Goal. Convert the entries from the line containing "the red cardigan" through the end of the entries into a JSON list of strings, one string per line, skipping blank lines and leaving out the pictures.

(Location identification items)
══════════
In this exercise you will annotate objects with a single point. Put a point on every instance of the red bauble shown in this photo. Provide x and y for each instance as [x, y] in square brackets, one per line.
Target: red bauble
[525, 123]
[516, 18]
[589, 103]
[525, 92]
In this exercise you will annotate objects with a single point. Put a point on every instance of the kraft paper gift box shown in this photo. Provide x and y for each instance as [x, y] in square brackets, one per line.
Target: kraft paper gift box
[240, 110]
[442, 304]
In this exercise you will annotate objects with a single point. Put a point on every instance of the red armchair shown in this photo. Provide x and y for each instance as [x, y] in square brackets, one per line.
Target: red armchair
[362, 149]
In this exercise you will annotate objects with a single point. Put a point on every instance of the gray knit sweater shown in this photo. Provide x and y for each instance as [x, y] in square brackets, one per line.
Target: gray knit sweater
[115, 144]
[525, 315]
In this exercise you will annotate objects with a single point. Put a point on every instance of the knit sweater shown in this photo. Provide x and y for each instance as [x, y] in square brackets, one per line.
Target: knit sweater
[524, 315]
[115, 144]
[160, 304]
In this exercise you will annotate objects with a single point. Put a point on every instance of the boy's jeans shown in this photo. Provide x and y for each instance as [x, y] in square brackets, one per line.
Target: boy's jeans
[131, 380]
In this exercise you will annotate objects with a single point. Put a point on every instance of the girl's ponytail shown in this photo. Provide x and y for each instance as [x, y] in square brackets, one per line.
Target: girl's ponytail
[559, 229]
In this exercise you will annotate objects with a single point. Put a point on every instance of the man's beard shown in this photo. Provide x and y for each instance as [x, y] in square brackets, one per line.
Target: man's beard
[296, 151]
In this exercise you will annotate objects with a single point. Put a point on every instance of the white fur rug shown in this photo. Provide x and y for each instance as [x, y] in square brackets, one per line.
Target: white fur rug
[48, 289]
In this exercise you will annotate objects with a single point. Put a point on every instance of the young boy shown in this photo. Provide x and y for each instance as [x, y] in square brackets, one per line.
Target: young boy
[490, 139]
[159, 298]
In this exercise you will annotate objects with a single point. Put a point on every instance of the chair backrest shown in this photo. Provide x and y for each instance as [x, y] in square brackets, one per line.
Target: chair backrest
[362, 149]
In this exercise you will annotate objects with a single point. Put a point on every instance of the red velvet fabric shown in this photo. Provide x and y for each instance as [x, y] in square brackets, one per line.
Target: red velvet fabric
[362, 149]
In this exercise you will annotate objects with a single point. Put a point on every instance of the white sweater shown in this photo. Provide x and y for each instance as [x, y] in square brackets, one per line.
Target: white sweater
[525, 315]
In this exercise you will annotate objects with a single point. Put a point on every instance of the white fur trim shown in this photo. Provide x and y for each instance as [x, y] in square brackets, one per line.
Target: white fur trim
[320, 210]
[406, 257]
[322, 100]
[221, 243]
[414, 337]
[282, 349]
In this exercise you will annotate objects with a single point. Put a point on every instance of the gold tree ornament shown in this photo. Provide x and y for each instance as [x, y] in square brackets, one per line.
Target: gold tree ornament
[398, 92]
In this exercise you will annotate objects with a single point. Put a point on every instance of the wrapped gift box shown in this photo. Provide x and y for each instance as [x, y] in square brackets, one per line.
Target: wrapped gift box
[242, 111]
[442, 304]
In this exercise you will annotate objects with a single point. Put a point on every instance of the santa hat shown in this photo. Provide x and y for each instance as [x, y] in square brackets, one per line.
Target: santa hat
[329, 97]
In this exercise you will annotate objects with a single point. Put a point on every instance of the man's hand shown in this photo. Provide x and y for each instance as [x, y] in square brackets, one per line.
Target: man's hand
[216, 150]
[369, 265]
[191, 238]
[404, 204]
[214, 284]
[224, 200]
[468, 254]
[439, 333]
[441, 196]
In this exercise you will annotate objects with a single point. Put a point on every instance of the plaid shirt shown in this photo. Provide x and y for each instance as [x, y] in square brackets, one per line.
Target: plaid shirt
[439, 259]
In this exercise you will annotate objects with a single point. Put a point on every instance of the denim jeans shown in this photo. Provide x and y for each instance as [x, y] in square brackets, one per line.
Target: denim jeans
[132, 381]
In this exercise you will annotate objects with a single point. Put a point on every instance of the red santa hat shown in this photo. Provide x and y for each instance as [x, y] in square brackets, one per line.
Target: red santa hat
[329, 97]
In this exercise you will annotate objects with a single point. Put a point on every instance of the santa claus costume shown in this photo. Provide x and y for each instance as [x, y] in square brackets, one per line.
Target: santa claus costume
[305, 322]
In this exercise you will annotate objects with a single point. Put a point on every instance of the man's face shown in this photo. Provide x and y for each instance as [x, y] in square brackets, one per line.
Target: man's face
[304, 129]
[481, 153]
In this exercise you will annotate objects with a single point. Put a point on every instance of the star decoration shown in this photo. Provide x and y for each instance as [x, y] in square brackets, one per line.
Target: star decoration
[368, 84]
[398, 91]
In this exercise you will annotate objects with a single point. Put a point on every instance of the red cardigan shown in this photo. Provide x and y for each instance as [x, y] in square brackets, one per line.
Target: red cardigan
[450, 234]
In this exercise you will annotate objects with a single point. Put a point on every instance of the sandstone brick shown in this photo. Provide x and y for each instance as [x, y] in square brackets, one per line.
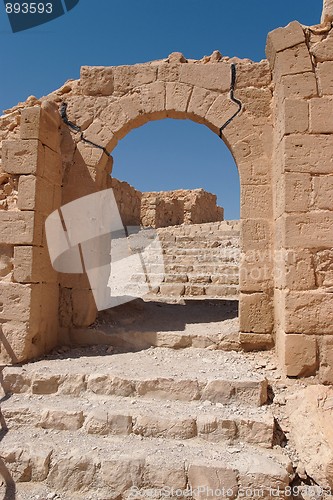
══════════
Task response.
[
  "In this exercise you will annotate objects with a single point. Put a point on every instance of the red cardigan shown in this photo. Provide x and y for each instance as [x, y] in square brackets, one per line.",
  "Target: red cardigan",
  "[450, 234]",
  "In this exercise you will annotate objects with a single point. Put a point on every instance of the sandstone brick shown in this photo. Provide x and y for each instance as [x, y] in square brackets, one per line."
]